**What is required:** Retype the listing below from its beginning up to and including the line containing "49), (106, 65)]]". Leave the pictures out of your copy.

[Start Provided entries]

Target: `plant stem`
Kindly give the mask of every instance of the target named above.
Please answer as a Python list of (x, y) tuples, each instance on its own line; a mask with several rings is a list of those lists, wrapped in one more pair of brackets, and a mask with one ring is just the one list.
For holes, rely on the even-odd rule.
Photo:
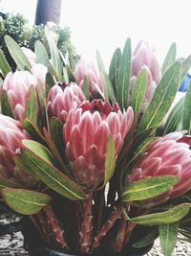
[(81, 238), (81, 252), (87, 253), (92, 243), (92, 195), (84, 201), (84, 218), (82, 221), (82, 227), (80, 232)]
[(52, 206), (47, 205), (45, 207), (45, 212), (47, 214), (48, 221), (49, 221), (50, 225), (52, 226), (52, 229), (53, 231), (53, 234), (55, 236), (57, 243), (59, 243), (63, 248), (68, 249), (68, 245), (66, 244), (66, 240), (64, 237), (64, 231), (61, 230), (59, 223), (58, 223), (58, 221), (57, 221), (57, 219), (56, 219), (56, 217), (55, 217), (55, 215), (52, 209)]
[(103, 237), (113, 227), (116, 221), (120, 218), (122, 211), (123, 211), (123, 205), (122, 204), (119, 204), (117, 207), (116, 207), (114, 212), (111, 214), (110, 218), (107, 220), (107, 221), (101, 227), (101, 230), (96, 236), (95, 242), (92, 245), (92, 250), (95, 250), (99, 245)]
[(123, 243), (125, 240), (126, 225), (127, 225), (127, 221), (125, 219), (121, 219), (119, 221), (119, 227), (114, 244), (115, 253), (120, 252), (122, 250)]

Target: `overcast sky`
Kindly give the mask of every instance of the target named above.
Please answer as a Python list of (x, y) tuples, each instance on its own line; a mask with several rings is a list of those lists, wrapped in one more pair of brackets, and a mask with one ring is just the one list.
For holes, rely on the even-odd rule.
[[(1, 0), (1, 10), (34, 20), (36, 0)], [(117, 47), (132, 38), (154, 43), (161, 61), (175, 41), (178, 56), (191, 54), (191, 0), (63, 0), (60, 25), (72, 30), (77, 53), (94, 59), (98, 49), (106, 65)]]

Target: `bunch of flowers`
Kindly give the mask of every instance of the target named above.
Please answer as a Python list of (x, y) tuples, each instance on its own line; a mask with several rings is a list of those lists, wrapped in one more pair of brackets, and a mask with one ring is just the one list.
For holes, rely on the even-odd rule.
[(65, 253), (135, 255), (159, 236), (171, 255), (178, 233), (191, 236), (191, 86), (160, 124), (191, 57), (176, 61), (172, 44), (160, 68), (128, 38), (109, 74), (98, 52), (73, 70), (46, 35), (51, 60), (5, 37), (18, 70), (1, 57), (1, 197)]

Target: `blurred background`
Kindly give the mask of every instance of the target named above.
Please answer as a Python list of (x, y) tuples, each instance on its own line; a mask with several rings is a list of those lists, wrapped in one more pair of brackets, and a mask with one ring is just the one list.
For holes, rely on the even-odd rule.
[[(36, 5), (37, 0), (1, 0), (0, 11), (22, 13), (32, 24)], [(190, 10), (190, 0), (62, 0), (59, 25), (71, 28), (79, 55), (94, 60), (98, 49), (106, 66), (128, 36), (134, 47), (139, 39), (153, 43), (162, 61), (174, 41), (178, 57), (191, 53)]]

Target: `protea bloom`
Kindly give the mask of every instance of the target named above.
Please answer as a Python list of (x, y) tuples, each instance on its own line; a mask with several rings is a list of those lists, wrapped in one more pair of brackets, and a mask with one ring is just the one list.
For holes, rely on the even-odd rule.
[(117, 157), (133, 117), (131, 107), (122, 113), (117, 104), (111, 106), (101, 100), (70, 111), (63, 129), (66, 155), (79, 183), (93, 188), (103, 181), (108, 137), (115, 141)]
[(154, 142), (131, 170), (128, 182), (156, 175), (178, 175), (180, 181), (171, 190), (144, 201), (155, 205), (179, 198), (191, 189), (191, 136), (172, 132)]
[(31, 183), (31, 176), (23, 173), (13, 161), (22, 148), (22, 140), (30, 139), (18, 121), (0, 114), (0, 176), (17, 182)]
[(160, 79), (160, 67), (156, 56), (156, 50), (145, 41), (140, 41), (133, 53), (130, 94), (136, 82), (136, 78), (142, 68), (147, 72), (147, 88), (142, 105), (142, 112), (144, 112), (151, 102), (157, 83)]
[(76, 83), (82, 87), (84, 77), (87, 77), (88, 86), (92, 98), (96, 98), (99, 95), (98, 91), (102, 91), (103, 85), (100, 79), (100, 74), (97, 67), (93, 62), (88, 62), (85, 59), (80, 59), (74, 69), (74, 78)]
[(23, 121), (25, 107), (31, 85), (36, 87), (38, 81), (29, 71), (8, 73), (3, 83), (3, 89), (8, 92), (11, 109), (17, 120)]
[(76, 83), (55, 84), (48, 95), (49, 117), (57, 117), (64, 124), (70, 109), (85, 100), (81, 88)]

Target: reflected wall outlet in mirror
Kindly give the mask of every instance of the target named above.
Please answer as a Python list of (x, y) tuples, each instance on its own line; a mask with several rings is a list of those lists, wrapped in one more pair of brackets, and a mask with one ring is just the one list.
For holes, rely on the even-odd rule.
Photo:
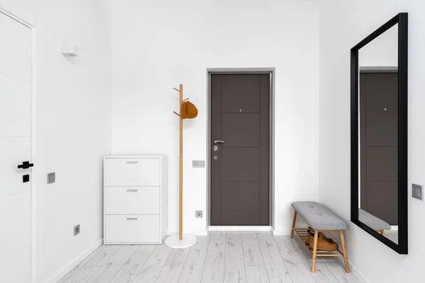
[(424, 200), (424, 192), (421, 185), (412, 184), (412, 197)]

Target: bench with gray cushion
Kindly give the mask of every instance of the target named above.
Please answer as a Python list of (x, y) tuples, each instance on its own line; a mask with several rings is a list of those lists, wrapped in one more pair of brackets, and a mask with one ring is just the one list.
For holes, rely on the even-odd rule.
[[(294, 218), (290, 231), (290, 238), (297, 233), (302, 243), (312, 256), (312, 272), (314, 272), (316, 267), (317, 256), (342, 256), (344, 257), (345, 270), (347, 273), (350, 272), (348, 260), (344, 238), (344, 230), (348, 229), (348, 225), (334, 212), (324, 205), (316, 202), (295, 202), (291, 204), (294, 209)], [(300, 215), (307, 222), (308, 226), (314, 231), (313, 247), (305, 243), (307, 237), (307, 229), (295, 228), (297, 215)], [(329, 252), (317, 250), (317, 239), (319, 232), (339, 232), (341, 237), (341, 245), (342, 252), (337, 249), (336, 254), (330, 255)]]
[(338, 215), (316, 202), (295, 202), (294, 210), (314, 230), (346, 230), (348, 226)]

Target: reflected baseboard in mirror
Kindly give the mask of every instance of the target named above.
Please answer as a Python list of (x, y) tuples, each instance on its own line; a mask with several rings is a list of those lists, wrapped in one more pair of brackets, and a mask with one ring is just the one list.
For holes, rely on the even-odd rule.
[(407, 253), (407, 13), (351, 49), (351, 221)]

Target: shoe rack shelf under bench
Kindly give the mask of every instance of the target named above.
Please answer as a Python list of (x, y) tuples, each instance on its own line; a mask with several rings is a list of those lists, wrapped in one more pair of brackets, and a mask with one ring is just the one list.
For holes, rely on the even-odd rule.
[[(301, 240), (302, 245), (305, 247), (307, 250), (310, 253), (310, 255), (313, 255), (313, 248), (310, 245), (307, 245), (307, 235), (308, 231), (306, 229), (297, 229), (294, 228), (294, 231)], [(322, 231), (319, 231), (318, 232), (322, 232)], [(339, 232), (339, 230), (327, 230), (326, 232)], [(344, 256), (344, 254), (339, 248), (335, 250), (317, 250), (316, 252), (316, 256)]]

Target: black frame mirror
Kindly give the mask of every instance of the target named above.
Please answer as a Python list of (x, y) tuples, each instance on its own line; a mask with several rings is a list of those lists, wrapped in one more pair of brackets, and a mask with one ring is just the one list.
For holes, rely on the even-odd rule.
[[(351, 222), (400, 254), (407, 254), (407, 13), (400, 13), (351, 48)], [(359, 211), (359, 64), (358, 51), (398, 24), (397, 214), (398, 243), (361, 222)]]

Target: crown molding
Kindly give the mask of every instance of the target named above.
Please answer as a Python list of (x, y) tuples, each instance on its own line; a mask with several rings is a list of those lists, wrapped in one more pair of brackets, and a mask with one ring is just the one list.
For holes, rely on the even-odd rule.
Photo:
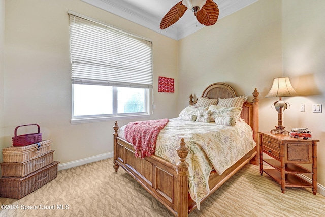
[[(160, 15), (152, 14), (122, 0), (81, 1), (176, 40), (181, 39), (205, 27), (197, 22), (195, 17), (189, 10), (186, 11), (176, 23), (162, 30), (159, 27), (160, 22), (167, 11), (162, 11), (162, 15)], [(218, 19), (220, 20), (257, 1), (216, 0), (220, 10)]]

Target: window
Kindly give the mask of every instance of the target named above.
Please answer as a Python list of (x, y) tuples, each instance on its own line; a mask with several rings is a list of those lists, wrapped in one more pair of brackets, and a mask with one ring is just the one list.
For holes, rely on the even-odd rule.
[(150, 113), (152, 42), (69, 11), (71, 122)]

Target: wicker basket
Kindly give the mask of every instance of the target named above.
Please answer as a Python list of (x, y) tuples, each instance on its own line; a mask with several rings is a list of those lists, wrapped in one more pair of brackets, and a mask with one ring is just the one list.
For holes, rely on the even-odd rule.
[(57, 164), (54, 161), (24, 177), (0, 178), (0, 197), (20, 199), (56, 178)]
[[(17, 130), (20, 127), (28, 126), (29, 125), (36, 125), (38, 128), (37, 133), (30, 133), (19, 136), (17, 135)], [(40, 126), (34, 123), (30, 125), (20, 125), (15, 129), (15, 136), (12, 138), (12, 145), (14, 146), (24, 146), (37, 143), (42, 141), (42, 133), (40, 133)]]
[(38, 158), (22, 163), (1, 163), (1, 173), (3, 177), (25, 177), (36, 170), (48, 165), (53, 161), (53, 152), (51, 151)]
[(26, 146), (11, 146), (2, 149), (4, 163), (24, 162), (51, 150), (51, 140), (43, 140)]

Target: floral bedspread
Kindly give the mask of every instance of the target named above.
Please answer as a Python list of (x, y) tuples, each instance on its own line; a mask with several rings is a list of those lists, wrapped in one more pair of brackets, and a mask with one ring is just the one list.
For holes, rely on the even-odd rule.
[[(123, 128), (119, 136), (123, 137)], [(186, 158), (189, 192), (200, 209), (200, 203), (210, 191), (209, 176), (214, 168), (221, 174), (255, 146), (250, 127), (243, 121), (235, 126), (173, 118), (160, 131), (155, 155), (173, 164), (179, 161), (175, 149), (184, 138), (189, 149)]]

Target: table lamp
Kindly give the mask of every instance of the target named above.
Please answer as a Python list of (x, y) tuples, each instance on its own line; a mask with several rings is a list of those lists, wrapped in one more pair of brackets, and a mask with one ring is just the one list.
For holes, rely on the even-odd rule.
[(275, 102), (273, 104), (275, 109), (278, 112), (278, 126), (275, 126), (275, 129), (271, 131), (273, 134), (288, 135), (289, 132), (284, 130), (285, 127), (282, 125), (282, 109), (283, 111), (290, 104), (286, 102), (282, 101), (283, 97), (292, 97), (297, 96), (295, 89), (291, 85), (290, 80), (288, 77), (282, 77), (274, 78), (273, 84), (271, 90), (265, 97), (278, 97), (279, 101)]

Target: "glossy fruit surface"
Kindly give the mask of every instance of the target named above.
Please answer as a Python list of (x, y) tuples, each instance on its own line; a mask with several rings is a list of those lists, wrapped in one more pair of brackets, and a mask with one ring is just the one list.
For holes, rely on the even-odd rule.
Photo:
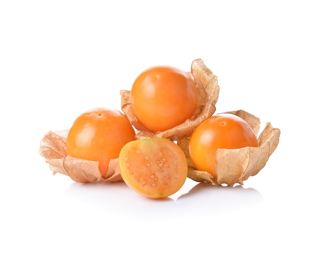
[(187, 163), (182, 149), (165, 138), (130, 142), (122, 149), (118, 160), (124, 181), (137, 193), (162, 198), (176, 193), (187, 176)]
[(184, 122), (195, 112), (197, 90), (187, 72), (170, 66), (147, 69), (135, 80), (131, 91), (133, 111), (154, 131), (163, 131)]
[(190, 138), (189, 150), (196, 168), (216, 177), (216, 150), (246, 147), (257, 147), (253, 130), (239, 117), (221, 114), (208, 118), (196, 127)]
[(109, 161), (117, 158), (123, 147), (135, 139), (135, 131), (118, 110), (102, 108), (82, 114), (72, 125), (67, 138), (67, 154), (99, 161), (104, 177)]

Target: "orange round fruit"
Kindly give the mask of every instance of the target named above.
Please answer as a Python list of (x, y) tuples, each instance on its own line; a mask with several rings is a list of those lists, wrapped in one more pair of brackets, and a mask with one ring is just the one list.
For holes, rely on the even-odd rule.
[(197, 170), (216, 177), (216, 150), (246, 147), (257, 147), (253, 130), (242, 118), (224, 113), (210, 117), (196, 127), (190, 138), (189, 150), (191, 160)]
[(110, 160), (118, 158), (123, 147), (135, 139), (135, 134), (120, 111), (93, 109), (82, 114), (71, 126), (67, 137), (67, 154), (99, 161), (99, 170), (104, 177)]
[(136, 78), (131, 103), (143, 125), (155, 132), (163, 131), (192, 116), (197, 105), (197, 90), (185, 71), (170, 66), (155, 66)]

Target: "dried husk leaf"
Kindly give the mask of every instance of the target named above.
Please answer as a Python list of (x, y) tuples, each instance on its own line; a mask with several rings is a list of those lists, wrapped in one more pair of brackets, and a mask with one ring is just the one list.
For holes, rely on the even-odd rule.
[[(260, 129), (259, 119), (244, 110), (225, 112), (236, 115), (248, 122), (257, 136)], [(268, 122), (257, 138), (257, 148), (238, 149), (218, 149), (215, 154), (217, 178), (207, 172), (197, 170), (193, 165), (188, 152), (189, 137), (177, 142), (183, 150), (188, 165), (188, 176), (199, 182), (214, 184), (235, 183), (243, 184), (250, 176), (256, 175), (266, 164), (270, 156), (278, 144), (280, 131)]]
[(104, 180), (108, 182), (123, 181), (118, 159), (110, 160), (106, 175), (102, 177), (99, 162), (71, 157), (67, 155), (66, 142), (69, 130), (50, 131), (41, 141), (39, 153), (49, 164), (54, 175), (57, 173), (69, 176), (76, 182), (87, 183)]
[(191, 71), (188, 73), (195, 81), (197, 89), (196, 110), (193, 116), (184, 122), (163, 132), (153, 132), (143, 125), (135, 116), (132, 109), (130, 91), (121, 91), (122, 110), (131, 125), (137, 130), (137, 139), (162, 137), (174, 141), (180, 140), (189, 136), (195, 127), (214, 114), (216, 110), (215, 105), (217, 101), (219, 92), (216, 76), (200, 59), (192, 62)]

[End Provided entries]

**Written answer:**
Target: `plant stem`
Kindly give the mask of every instance of the target named above.
Please answer as a Python list of (x, y) tuples, each instance on its own line; a mask with several rings is a list of those lists, wrapped in one more pair of brackets, and a mask with one ring is just the one list.
For holes, rely on the even-odd rule.
Photo:
[(81, 238), (81, 252), (87, 253), (92, 243), (92, 195), (84, 201), (84, 218), (82, 221), (82, 227), (80, 232)]
[(52, 206), (47, 205), (45, 207), (45, 212), (47, 214), (48, 221), (49, 221), (50, 225), (52, 226), (52, 229), (53, 231), (53, 234), (55, 236), (57, 243), (59, 243), (63, 248), (68, 249), (68, 245), (66, 244), (66, 240), (64, 237), (64, 231), (61, 230), (59, 223), (58, 223), (58, 221), (57, 221), (57, 219), (56, 219), (56, 217), (55, 217), (55, 215), (52, 209)]
[(103, 237), (113, 227), (116, 221), (120, 218), (122, 211), (123, 211), (123, 205), (122, 204), (119, 204), (117, 207), (116, 207), (114, 212), (111, 214), (110, 218), (107, 220), (107, 221), (101, 227), (101, 230), (96, 236), (95, 242), (92, 245), (92, 250), (95, 250), (99, 245)]
[(123, 243), (125, 240), (126, 225), (127, 225), (127, 221), (125, 219), (121, 219), (119, 221), (119, 227), (114, 244), (115, 253), (120, 252), (122, 250)]

Target: `overcast sky`
Kindly give the mask of every instance of the target named above.
Please answer as a Python list of (x, y) tuples, each instance on its own line; a mask with several rings is a list of those lists, wrapped in one more pair of brackets, and a mask with one ring is just the one list.
For holes, rely on the even-odd rule.
[[(1, 0), (1, 10), (34, 20), (36, 0)], [(117, 47), (132, 38), (154, 43), (161, 61), (175, 41), (178, 56), (191, 54), (191, 0), (63, 0), (60, 25), (72, 30), (77, 53), (94, 59), (98, 49), (106, 65)]]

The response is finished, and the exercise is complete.